(Data listing)

'''

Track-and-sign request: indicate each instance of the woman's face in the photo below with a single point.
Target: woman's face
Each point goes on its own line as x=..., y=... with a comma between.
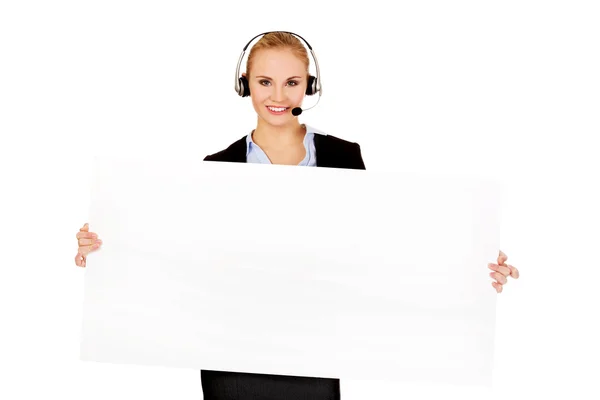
x=277, y=81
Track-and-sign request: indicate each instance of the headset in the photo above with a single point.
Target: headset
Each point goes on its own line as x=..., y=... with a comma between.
x=314, y=83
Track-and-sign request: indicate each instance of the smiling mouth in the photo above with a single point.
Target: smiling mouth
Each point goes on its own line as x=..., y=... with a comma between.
x=277, y=110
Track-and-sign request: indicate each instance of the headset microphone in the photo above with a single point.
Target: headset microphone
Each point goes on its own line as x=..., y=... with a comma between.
x=297, y=110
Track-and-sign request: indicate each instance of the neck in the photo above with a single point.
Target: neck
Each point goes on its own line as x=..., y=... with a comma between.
x=269, y=136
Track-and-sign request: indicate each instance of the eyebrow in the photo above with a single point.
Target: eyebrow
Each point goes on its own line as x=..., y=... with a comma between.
x=291, y=77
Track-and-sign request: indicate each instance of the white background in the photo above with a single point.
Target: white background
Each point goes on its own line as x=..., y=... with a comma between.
x=509, y=89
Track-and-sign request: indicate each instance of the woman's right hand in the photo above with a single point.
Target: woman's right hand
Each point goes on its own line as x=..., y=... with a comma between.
x=87, y=242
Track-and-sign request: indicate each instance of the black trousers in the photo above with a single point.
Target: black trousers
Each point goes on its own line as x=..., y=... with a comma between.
x=219, y=385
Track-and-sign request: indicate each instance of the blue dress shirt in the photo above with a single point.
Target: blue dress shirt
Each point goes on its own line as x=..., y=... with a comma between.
x=254, y=154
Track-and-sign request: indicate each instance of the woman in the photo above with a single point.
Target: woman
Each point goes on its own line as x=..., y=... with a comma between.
x=277, y=79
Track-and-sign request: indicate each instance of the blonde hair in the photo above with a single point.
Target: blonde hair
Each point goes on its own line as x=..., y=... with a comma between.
x=278, y=41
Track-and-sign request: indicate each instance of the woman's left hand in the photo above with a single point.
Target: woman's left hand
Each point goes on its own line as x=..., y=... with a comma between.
x=501, y=271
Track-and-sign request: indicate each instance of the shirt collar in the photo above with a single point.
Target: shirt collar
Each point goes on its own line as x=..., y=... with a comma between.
x=310, y=133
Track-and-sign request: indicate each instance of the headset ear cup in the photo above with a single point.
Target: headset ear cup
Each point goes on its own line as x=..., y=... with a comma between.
x=311, y=86
x=244, y=87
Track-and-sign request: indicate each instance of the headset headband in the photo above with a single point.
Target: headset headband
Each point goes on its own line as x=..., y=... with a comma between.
x=237, y=70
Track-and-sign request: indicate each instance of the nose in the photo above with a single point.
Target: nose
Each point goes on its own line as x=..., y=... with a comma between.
x=277, y=94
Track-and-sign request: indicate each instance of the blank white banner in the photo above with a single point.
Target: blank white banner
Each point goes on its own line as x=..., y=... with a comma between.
x=292, y=270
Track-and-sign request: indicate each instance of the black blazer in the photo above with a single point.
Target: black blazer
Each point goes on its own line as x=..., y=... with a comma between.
x=332, y=152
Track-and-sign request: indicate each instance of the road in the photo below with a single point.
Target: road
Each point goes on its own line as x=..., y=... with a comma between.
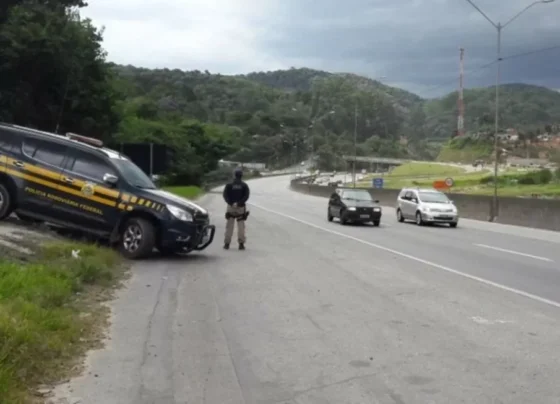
x=319, y=313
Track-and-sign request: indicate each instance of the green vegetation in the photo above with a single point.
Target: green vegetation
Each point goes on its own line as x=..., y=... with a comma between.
x=418, y=169
x=465, y=149
x=54, y=76
x=50, y=312
x=511, y=182
x=522, y=106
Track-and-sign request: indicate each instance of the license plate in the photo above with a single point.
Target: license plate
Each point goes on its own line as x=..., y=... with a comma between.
x=206, y=236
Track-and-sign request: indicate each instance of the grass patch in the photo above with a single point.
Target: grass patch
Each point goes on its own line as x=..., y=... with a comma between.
x=425, y=169
x=50, y=312
x=189, y=191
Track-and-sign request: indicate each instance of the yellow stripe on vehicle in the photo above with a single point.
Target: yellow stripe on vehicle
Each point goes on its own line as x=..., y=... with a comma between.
x=57, y=176
x=60, y=188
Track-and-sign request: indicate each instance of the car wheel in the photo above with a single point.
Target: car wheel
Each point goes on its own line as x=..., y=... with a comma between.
x=6, y=202
x=28, y=219
x=342, y=218
x=138, y=238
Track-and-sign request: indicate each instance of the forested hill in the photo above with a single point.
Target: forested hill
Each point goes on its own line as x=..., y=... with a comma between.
x=302, y=80
x=54, y=76
x=522, y=106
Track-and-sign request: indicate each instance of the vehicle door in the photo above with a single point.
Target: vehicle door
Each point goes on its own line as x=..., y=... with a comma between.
x=411, y=204
x=403, y=200
x=334, y=204
x=90, y=182
x=37, y=168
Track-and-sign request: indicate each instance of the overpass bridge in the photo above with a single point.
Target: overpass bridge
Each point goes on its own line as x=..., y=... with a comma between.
x=374, y=164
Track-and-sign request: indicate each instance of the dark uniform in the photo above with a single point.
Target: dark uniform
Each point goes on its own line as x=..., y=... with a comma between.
x=236, y=194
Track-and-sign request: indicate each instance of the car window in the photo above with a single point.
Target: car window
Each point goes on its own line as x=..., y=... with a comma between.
x=90, y=166
x=433, y=197
x=7, y=140
x=46, y=152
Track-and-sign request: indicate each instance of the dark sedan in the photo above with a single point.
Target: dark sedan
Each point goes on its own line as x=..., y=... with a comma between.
x=354, y=205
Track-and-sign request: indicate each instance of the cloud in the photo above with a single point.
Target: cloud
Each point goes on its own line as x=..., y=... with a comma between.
x=414, y=43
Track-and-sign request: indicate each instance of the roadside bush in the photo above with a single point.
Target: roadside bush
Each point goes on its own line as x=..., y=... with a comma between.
x=41, y=326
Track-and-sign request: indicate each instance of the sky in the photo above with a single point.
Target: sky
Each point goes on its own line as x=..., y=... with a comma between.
x=412, y=44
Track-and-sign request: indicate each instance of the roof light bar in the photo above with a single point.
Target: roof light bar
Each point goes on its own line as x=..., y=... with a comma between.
x=84, y=139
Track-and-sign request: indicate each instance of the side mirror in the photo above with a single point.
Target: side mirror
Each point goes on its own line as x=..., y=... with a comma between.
x=110, y=179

'''

Could you reproduce the listing from the line with "the headset microphone" up to and including the line with "x=87, y=242", request lines and all, but with each answer coordinate scaled by 2.55? Round the results to whole numbers, taking halves upward.

Track-and-sign request: indicate each instance of the headset microphone in the photo above with a single point.
Target: headset microphone
Each point goes on its own line as x=..., y=... with a comma between.
x=757, y=281
Track-and-sign request: indicate each instance of the neck in the photo above with a single point.
Target: neck
Each point goes on its own line as x=..., y=... with a comma between.
x=686, y=347
Track-and-sign request: indicate each instance of the eyebrow in the photo above with a single point.
Target: eyebrow
Each point goes on its own line as x=..., y=... with a comma between.
x=742, y=196
Track-and-sign request: indicate each instance of the white background in the photo above with a single point.
Target: white background
Each point goes on its own line as x=..., y=... with a comma between.
x=1298, y=227
Track-and-sign request: indicate each instance of the woman's right hand in the photo above with a single point.
Target: woman's right hand
Each point goes on its own line as x=..., y=... with a comma between.
x=222, y=617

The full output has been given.